--- PROVIDED DATA Enclosed Below ---
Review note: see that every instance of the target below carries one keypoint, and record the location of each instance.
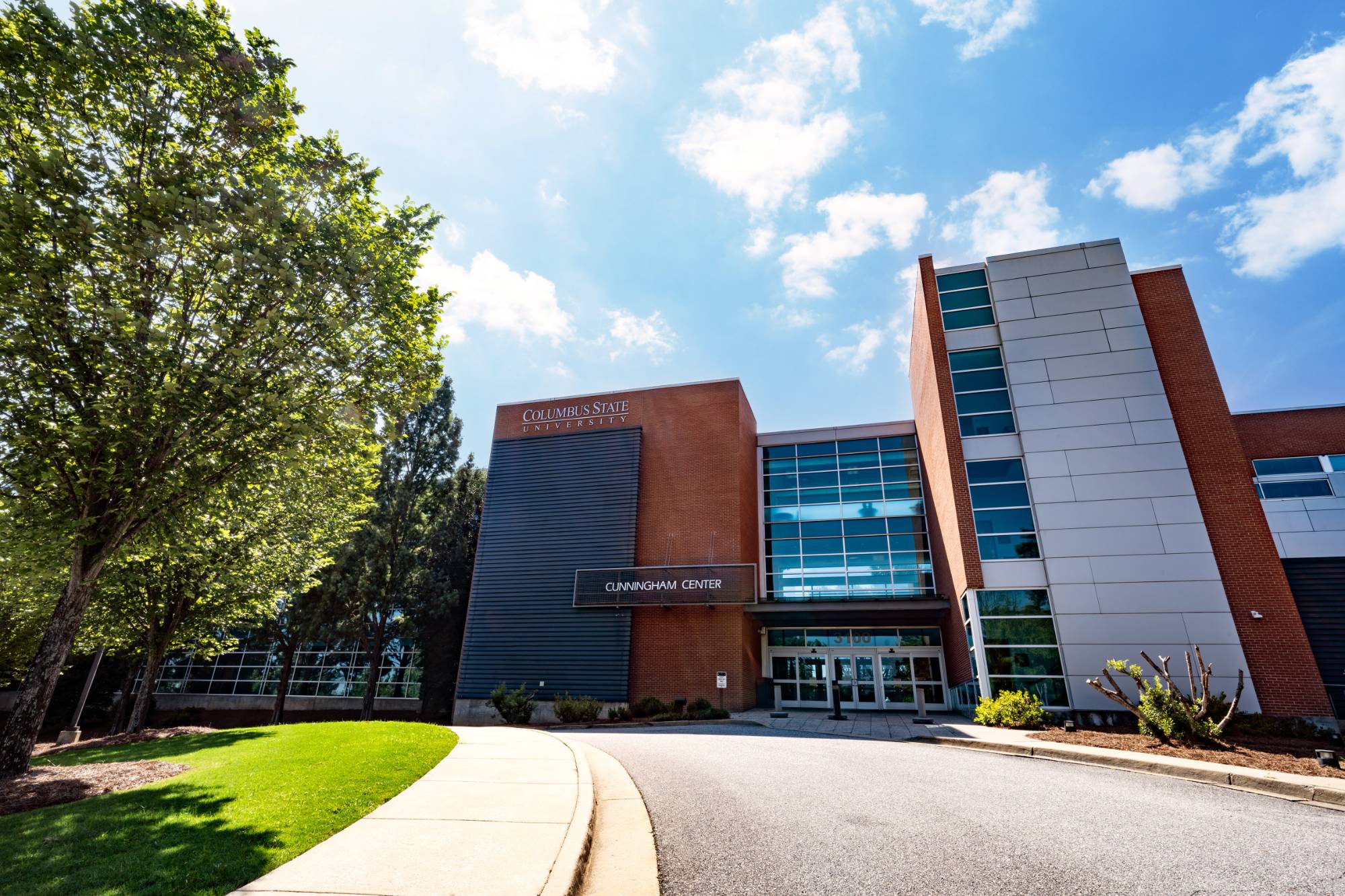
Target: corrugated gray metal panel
(1319, 585)
(553, 505)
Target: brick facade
(1278, 654)
(699, 501)
(957, 561)
(1291, 434)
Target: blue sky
(648, 193)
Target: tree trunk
(122, 713)
(21, 732)
(287, 667)
(154, 659)
(376, 661)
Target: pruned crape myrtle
(192, 292)
(1163, 709)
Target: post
(779, 705)
(921, 715)
(836, 702)
(72, 733)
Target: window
(1001, 509)
(845, 521)
(1019, 638)
(1282, 478)
(981, 392)
(321, 669)
(965, 299)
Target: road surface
(740, 809)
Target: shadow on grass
(166, 748)
(159, 840)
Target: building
(1073, 489)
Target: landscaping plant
(575, 709)
(1011, 709)
(516, 706)
(1163, 709)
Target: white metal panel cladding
(666, 585)
(553, 505)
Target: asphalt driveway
(750, 810)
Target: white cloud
(857, 356)
(566, 116)
(553, 200)
(761, 241)
(794, 317)
(856, 222)
(868, 338)
(1297, 115)
(774, 127)
(1008, 213)
(1159, 177)
(988, 24)
(494, 296)
(633, 334)
(544, 44)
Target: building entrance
(868, 680)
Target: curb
(1246, 780)
(570, 862)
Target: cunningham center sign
(578, 416)
(666, 585)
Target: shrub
(1011, 709)
(646, 706)
(516, 706)
(574, 709)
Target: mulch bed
(1272, 754)
(118, 740)
(54, 784)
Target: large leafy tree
(248, 548)
(384, 569)
(190, 290)
(439, 611)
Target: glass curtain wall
(845, 521)
(321, 670)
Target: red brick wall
(1289, 434)
(697, 494)
(957, 563)
(1280, 658)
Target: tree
(439, 612)
(381, 573)
(1163, 709)
(189, 288)
(228, 568)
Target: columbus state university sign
(576, 416)
(666, 585)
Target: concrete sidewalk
(508, 813)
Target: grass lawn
(255, 798)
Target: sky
(656, 193)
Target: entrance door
(905, 671)
(856, 676)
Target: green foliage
(254, 799)
(1011, 709)
(576, 709)
(514, 706)
(646, 706)
(192, 292)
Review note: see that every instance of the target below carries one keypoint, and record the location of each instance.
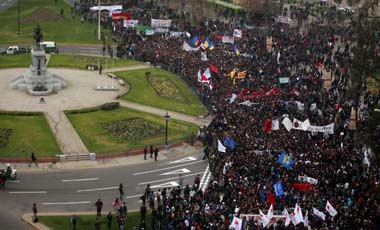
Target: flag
(270, 199)
(270, 210)
(285, 160)
(264, 219)
(278, 190)
(275, 124)
(319, 213)
(199, 76)
(236, 223)
(287, 123)
(330, 209)
(233, 97)
(302, 187)
(242, 74)
(214, 68)
(237, 33)
(236, 50)
(267, 125)
(221, 147)
(287, 217)
(229, 143)
(297, 216)
(306, 219)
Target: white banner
(322, 129)
(160, 23)
(130, 23)
(228, 39)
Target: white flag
(221, 147)
(319, 213)
(330, 209)
(306, 220)
(264, 219)
(233, 97)
(287, 123)
(287, 217)
(236, 223)
(270, 212)
(297, 216)
(275, 124)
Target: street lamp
(167, 117)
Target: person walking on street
(74, 221)
(109, 221)
(34, 208)
(151, 151)
(156, 153)
(34, 159)
(121, 192)
(99, 206)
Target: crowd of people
(247, 173)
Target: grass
(143, 93)
(54, 27)
(94, 136)
(29, 133)
(87, 221)
(79, 61)
(12, 61)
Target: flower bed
(5, 134)
(165, 88)
(134, 128)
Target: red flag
(270, 198)
(267, 125)
(214, 68)
(302, 187)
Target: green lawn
(143, 92)
(87, 221)
(79, 61)
(61, 29)
(29, 133)
(98, 140)
(11, 61)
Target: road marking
(178, 171)
(28, 192)
(177, 166)
(183, 160)
(171, 178)
(169, 184)
(97, 189)
(85, 179)
(74, 202)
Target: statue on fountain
(38, 35)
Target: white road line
(177, 166)
(97, 189)
(128, 197)
(74, 202)
(85, 179)
(28, 192)
(171, 178)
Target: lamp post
(167, 117)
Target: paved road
(77, 190)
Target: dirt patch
(42, 14)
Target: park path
(66, 136)
(200, 121)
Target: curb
(98, 157)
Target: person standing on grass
(99, 206)
(121, 192)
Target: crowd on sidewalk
(263, 150)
--- End of Enclosed PROVIDED DATA ---
WHAT YOU NEED TO DO:
The records, exactly as written but without images, should be returned.

TASK OUTPUT:
Review note: see that every instance of the target below carries one keypoint, and record the location of each instance.
Target: corrugated gray metal panel
(1319, 585)
(553, 505)
Target: brick facade
(1278, 654)
(699, 501)
(957, 561)
(1291, 434)
Target: blue sky
(648, 193)
Target: tree trunk
(122, 713)
(21, 732)
(287, 667)
(154, 659)
(376, 661)
Target: pruned crape myrtle
(192, 292)
(1163, 709)
Target: post
(779, 705)
(921, 715)
(836, 702)
(72, 733)
Target: window
(1001, 509)
(845, 521)
(1019, 638)
(1282, 478)
(981, 392)
(321, 669)
(965, 299)
Target: road surface
(740, 809)
Target: shadow on grass
(166, 748)
(159, 840)
Target: building
(1073, 489)
Target: landscaping plant
(575, 709)
(1011, 709)
(516, 706)
(1163, 709)
Target: white metal panel cladding
(666, 585)
(553, 505)
Target: asphalt driveway
(750, 810)
Target: white cloud
(857, 356)
(566, 116)
(553, 200)
(761, 241)
(794, 317)
(856, 222)
(868, 338)
(1297, 115)
(774, 127)
(1008, 213)
(1159, 177)
(988, 24)
(494, 296)
(633, 334)
(544, 44)
Target: building entrance
(868, 680)
Target: curb
(1246, 780)
(570, 862)
Target: cunningham center sign
(578, 416)
(666, 585)
Target: shrub
(1011, 709)
(646, 706)
(516, 706)
(574, 709)
Target: mulch bed
(1272, 754)
(118, 740)
(54, 784)
Target: large leafy tree
(248, 548)
(384, 569)
(190, 290)
(439, 611)
Target: glass curtain wall
(845, 521)
(321, 670)
Target: red brick wall
(1289, 434)
(697, 494)
(957, 563)
(1280, 658)
Target: tree
(439, 612)
(381, 573)
(1163, 709)
(189, 288)
(228, 568)
Target: columbus state university sign
(576, 416)
(666, 585)
Target: concrete sidewalk
(508, 813)
Target: grass lawn
(255, 798)
Target: sky
(656, 193)
Target: entrance door
(905, 671)
(856, 676)
Target: green foliage
(254, 799)
(1011, 709)
(576, 709)
(514, 706)
(646, 706)
(192, 292)
Review note: see that every instance of the target below carries one keypoint, and record the location of each instance.
Target: flag
(270, 199)
(270, 210)
(285, 160)
(264, 219)
(278, 190)
(275, 124)
(319, 213)
(199, 76)
(236, 223)
(287, 123)
(330, 209)
(233, 97)
(302, 187)
(242, 74)
(214, 68)
(237, 33)
(236, 50)
(267, 125)
(221, 147)
(287, 217)
(229, 143)
(297, 216)
(306, 219)
Target: white banner
(322, 129)
(160, 23)
(130, 23)
(228, 39)
Target: white flag
(221, 147)
(319, 213)
(330, 209)
(306, 220)
(264, 219)
(233, 97)
(287, 123)
(287, 217)
(236, 223)
(270, 212)
(297, 216)
(275, 124)
Target: street lamp
(167, 117)
Target: person walking on street
(74, 221)
(109, 221)
(34, 208)
(151, 151)
(156, 153)
(34, 159)
(121, 192)
(99, 206)
Target: crowd of people
(247, 173)
Target: grass
(143, 93)
(54, 27)
(94, 136)
(29, 133)
(87, 221)
(79, 61)
(12, 61)
Target: flower bed
(5, 134)
(165, 88)
(134, 128)
Target: red flag
(270, 198)
(267, 125)
(214, 68)
(302, 187)
Target: green lawn
(143, 92)
(87, 221)
(79, 61)
(61, 29)
(29, 133)
(98, 140)
(11, 61)
Target: road marking
(178, 171)
(28, 192)
(177, 166)
(183, 160)
(171, 178)
(169, 184)
(97, 189)
(85, 179)
(74, 202)
Target: statue on fountain
(38, 35)
Target: white road line
(177, 166)
(97, 189)
(128, 197)
(74, 202)
(85, 179)
(28, 192)
(171, 178)
Target: lamp post
(167, 117)
Target: paved road
(77, 190)
Target: dirt patch
(42, 14)
Target: park path
(66, 136)
(200, 121)
Target: curb
(98, 157)
Target: person standing on grass
(99, 206)
(121, 192)
Target: crowd on sidewalk
(263, 150)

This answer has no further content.